**WORK REQUIRED**: From the first line through the last, transcribe the listing word for word.

**DATA IN THIS EXERCISE**:

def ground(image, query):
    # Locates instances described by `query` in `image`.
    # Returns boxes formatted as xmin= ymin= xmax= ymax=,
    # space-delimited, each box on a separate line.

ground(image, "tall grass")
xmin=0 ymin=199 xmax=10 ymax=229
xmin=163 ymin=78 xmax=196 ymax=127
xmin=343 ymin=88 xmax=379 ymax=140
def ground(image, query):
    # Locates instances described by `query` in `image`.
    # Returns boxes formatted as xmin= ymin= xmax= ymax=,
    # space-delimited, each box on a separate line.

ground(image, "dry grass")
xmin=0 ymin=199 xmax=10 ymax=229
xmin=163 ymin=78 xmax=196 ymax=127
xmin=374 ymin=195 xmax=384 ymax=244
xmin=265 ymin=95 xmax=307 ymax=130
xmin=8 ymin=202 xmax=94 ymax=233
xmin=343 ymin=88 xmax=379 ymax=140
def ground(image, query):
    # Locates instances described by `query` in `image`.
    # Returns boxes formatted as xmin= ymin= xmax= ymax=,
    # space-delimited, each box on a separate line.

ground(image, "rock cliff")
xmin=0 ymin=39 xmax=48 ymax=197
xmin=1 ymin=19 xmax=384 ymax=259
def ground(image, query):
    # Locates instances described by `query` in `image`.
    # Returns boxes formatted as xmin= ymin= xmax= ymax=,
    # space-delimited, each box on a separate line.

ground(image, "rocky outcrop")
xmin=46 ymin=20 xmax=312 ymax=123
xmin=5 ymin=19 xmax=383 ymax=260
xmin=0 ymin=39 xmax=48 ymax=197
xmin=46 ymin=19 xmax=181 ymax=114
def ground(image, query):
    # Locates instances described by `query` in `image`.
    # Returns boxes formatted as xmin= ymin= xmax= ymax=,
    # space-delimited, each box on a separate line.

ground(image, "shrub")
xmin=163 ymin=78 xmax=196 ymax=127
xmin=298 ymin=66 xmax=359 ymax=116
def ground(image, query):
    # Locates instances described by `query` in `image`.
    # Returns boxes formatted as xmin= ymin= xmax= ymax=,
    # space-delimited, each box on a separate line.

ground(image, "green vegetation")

**EXERCISE SOLUTION**:
def ground(image, query):
    # Locates instances described by `query` in `image`.
    # Returns boxes formatted as xmin= ymin= xmax= ymax=,
    # space-delimited, each box on a separate line.

ground(image, "tall grass")
xmin=0 ymin=199 xmax=10 ymax=229
xmin=163 ymin=78 xmax=196 ymax=127
xmin=343 ymin=88 xmax=379 ymax=140
def ground(image, query):
    # Locates instances described by `query` in `image`.
    # Returns boxes formatted as xmin= ymin= xmax= ymax=,
    # space-delimited, each box on a separate line.

ground(image, "dry grass")
xmin=0 ymin=199 xmax=10 ymax=229
xmin=163 ymin=78 xmax=196 ymax=127
xmin=374 ymin=195 xmax=384 ymax=244
xmin=265 ymin=95 xmax=307 ymax=130
xmin=8 ymin=202 xmax=94 ymax=233
xmin=343 ymin=88 xmax=379 ymax=140
def ground(image, query):
    # Locates instances described by `query` in `image`.
    # Returns boxes formatted as xmin= ymin= xmax= ymax=,
    # space-delimited, each box on a separate line.

ground(image, "rock cliff")
xmin=0 ymin=39 xmax=48 ymax=197
xmin=1 ymin=19 xmax=384 ymax=259
def ground(image, query):
    # Locates instances described by `query` in `image`.
    # Returns boxes formatted as xmin= ymin= xmax= ymax=,
    # space-delimited, each box on a separate line.

ground(image, "rocky outcrop")
xmin=46 ymin=20 xmax=312 ymax=123
xmin=5 ymin=19 xmax=383 ymax=260
xmin=0 ymin=39 xmax=48 ymax=197
xmin=46 ymin=19 xmax=181 ymax=114
def ground(image, query):
    # Locates instances described by `query` in `image`.
    # Returns boxes formatted as xmin= ymin= xmax= ymax=,
    # space-delimited, each box on a separate line.

ground(image, "shrub")
xmin=163 ymin=78 xmax=196 ymax=127
xmin=298 ymin=66 xmax=359 ymax=116
def ground(image, query):
    # Locates instances described by `query` in `image`.
    # Returns boxes formatted as xmin= ymin= xmax= ymax=,
    # space-delimited, each box on a separate line.

ground(image, "green vegetation")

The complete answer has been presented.